-- WHAT IS BEING ASKED --
Write out all of the records, keeping each one exactly as written.

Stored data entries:
+ + +

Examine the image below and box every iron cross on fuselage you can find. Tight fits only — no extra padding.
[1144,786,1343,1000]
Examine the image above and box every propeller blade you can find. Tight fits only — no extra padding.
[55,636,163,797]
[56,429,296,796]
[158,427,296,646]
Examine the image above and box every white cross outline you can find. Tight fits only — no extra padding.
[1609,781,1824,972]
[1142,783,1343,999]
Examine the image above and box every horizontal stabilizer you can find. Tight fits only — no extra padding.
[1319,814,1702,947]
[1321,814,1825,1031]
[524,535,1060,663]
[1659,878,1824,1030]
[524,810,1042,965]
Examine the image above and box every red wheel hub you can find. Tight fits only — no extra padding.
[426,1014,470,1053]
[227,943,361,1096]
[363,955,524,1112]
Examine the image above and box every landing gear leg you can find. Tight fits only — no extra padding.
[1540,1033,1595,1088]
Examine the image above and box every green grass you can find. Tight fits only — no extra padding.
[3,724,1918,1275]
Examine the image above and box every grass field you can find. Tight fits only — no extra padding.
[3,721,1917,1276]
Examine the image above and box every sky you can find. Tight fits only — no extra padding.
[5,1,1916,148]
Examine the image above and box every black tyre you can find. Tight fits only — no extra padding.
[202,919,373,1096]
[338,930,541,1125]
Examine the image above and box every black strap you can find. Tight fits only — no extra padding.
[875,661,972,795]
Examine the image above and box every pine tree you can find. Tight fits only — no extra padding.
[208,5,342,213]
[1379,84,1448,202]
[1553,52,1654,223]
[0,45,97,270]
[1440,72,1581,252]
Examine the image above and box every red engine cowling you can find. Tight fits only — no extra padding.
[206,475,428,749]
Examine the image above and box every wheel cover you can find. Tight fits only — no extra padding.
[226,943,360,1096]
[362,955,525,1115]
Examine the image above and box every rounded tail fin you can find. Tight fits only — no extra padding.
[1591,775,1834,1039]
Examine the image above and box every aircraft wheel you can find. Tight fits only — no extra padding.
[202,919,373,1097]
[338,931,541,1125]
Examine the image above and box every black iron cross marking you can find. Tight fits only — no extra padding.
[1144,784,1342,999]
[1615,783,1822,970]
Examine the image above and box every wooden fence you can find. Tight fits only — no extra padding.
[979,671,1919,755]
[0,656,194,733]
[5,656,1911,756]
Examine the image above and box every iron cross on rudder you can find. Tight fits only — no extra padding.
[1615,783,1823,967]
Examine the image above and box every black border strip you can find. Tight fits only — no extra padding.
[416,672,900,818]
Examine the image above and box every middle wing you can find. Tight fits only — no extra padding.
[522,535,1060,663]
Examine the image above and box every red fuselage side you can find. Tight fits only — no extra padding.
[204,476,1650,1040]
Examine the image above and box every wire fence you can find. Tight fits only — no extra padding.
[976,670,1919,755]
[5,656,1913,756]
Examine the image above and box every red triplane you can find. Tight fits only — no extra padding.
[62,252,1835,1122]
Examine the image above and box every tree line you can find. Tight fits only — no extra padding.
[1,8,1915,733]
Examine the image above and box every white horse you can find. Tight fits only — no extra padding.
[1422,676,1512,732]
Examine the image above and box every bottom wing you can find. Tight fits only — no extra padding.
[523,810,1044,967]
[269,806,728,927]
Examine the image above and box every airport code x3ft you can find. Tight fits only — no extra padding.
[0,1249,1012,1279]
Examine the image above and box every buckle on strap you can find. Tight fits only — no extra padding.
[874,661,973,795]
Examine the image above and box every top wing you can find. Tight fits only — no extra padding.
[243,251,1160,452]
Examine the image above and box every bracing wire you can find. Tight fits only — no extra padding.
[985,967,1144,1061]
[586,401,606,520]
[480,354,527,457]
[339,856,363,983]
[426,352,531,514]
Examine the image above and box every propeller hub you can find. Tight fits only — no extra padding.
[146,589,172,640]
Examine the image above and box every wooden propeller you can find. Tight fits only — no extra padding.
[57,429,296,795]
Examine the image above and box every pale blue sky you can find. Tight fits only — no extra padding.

+ + +

-- EXPECTED ANSWER --
Examine the image below and box every iron cross on fuselage you can find. Tight fits only — no extra padding.
[1144,786,1343,1000]
Examine the image above and box every propeller blade you can find. Tight fits only — no extra padding.
[55,636,163,797]
[56,429,296,796]
[158,427,296,646]
Examine the image above and box every white cross outline you can find. Tight fits only — no extra padding.
[1609,781,1824,972]
[1142,783,1343,999]
Examine the image above and box every horizontal stabilizer you can find. Tight fits only — no extra padding.
[1319,814,1702,947]
[1321,814,1825,1031]
[524,535,1060,663]
[1659,878,1824,1030]
[524,810,1042,965]
Examine the image above and box every red wheel hub you can find. Tight fits only — no extra padding.
[426,1014,470,1053]
[227,943,361,1096]
[363,955,524,1112]
Examine the image above and box every landing gear leg you can find. Tight fits only — no extra padding.
[1540,1033,1595,1088]
Examine the image above and box every green grass you can find. Tight fits only — no extra padding.
[3,724,1918,1275]
Examine the image above and box every grass field you can find. Tight fits only — no extra padding.
[3,721,1917,1276]
Examine the image above and box every sky you can find. Tight fits only — no extra padding.
[5,1,1916,148]
Examine the image above and box every black tyre you can find. Tight fits only — no extra padding.
[202,919,373,1096]
[338,930,541,1125]
Examine the image above and box every black strap you can find. Tight fits only — no extra padding.
[875,661,972,795]
Examine the image above and box every pine tree you can find. Tight fits only — no extra padding.
[208,5,342,213]
[1379,84,1448,202]
[1553,52,1654,223]
[0,45,97,270]
[1440,72,1581,252]
Examine the image above and box every red engine cowling you can find. Tight fits only — no extra padding.
[206,475,428,749]
Examine the image above and box every wheel cover you can find. Tight fits only — no extra padding.
[226,943,360,1096]
[362,955,525,1115]
Examine the image above and box every rounded tail fin you can find. Tight fits only — no extra padding.
[1591,775,1834,1039]
Examine the image above and box every aircraft wheel you can find. Tight fits only — no extra padding.
[202,919,373,1097]
[338,931,541,1125]
Examine the image above and box every black iron cross marking you can find. Tight fits only — no extra padding.
[1144,784,1342,999]
[1615,783,1822,970]
Examine the image above and box every wooden fence you can find. Tight fits only — no extra padding.
[979,671,1919,755]
[0,656,194,733]
[5,656,1911,756]
Examine the image above and box every iron cross on rudder you can find. Tight fits only — no extra padding.
[1615,783,1823,967]
Examine the image above and box every black border strip you can find. Tight fits only — no extra padding.
[416,672,900,818]
Examine the image above and box every middle wing you can find. Tight fits only — no extra padding.
[522,535,1060,663]
Examine the image above and box every red fuselage side you can find. Tight fits only — no extra padding.
[204,476,1650,1040]
Examine the image above and box every wire fence you can find. Tight fits only — no extra padding.
[976,670,1919,755]
[5,656,1913,756]
Examine the image above and box every red triplane you can find. Tight fits only — no extra padding.
[62,252,1835,1122]
Examine the image above and box every tree line you can find. Tight fits only — no extra padding.
[1,8,1915,733]
Examine the image above and box every white horse you can find. Tight fits only — no extra padding.
[1422,676,1512,732]
Examine the image above and box every bottom wing you can find. Tight fits only — no extra padding.
[523,810,1044,967]
[269,806,728,927]
Examine the image above and box every airport code x3ft you can find. Tight fits only — no extra padding.
[0,1249,1012,1279]
Examine the image above and box every buckle on strap you can find. Tight fits only — no extra padding.
[874,661,973,795]
Examine the image above and box every top wing you can find. Tight fits only — no extra padding.
[243,251,1160,452]
Examine the image above and box every bracing wire you can find. Tight fits only — no extra padding.
[985,967,1144,1061]
[586,401,606,520]
[480,354,527,457]
[339,856,363,983]
[426,352,531,514]
Examine the image above and box every propeller hub you can find. Tight fits only — no extra padding.
[146,589,172,640]
Examine the image above and box every wooden propeller you can find. Tight fits only — no extra padding.
[57,429,296,795]
Examine the image above and box every pale blue sky you can find. Tight fits only — no extra padding.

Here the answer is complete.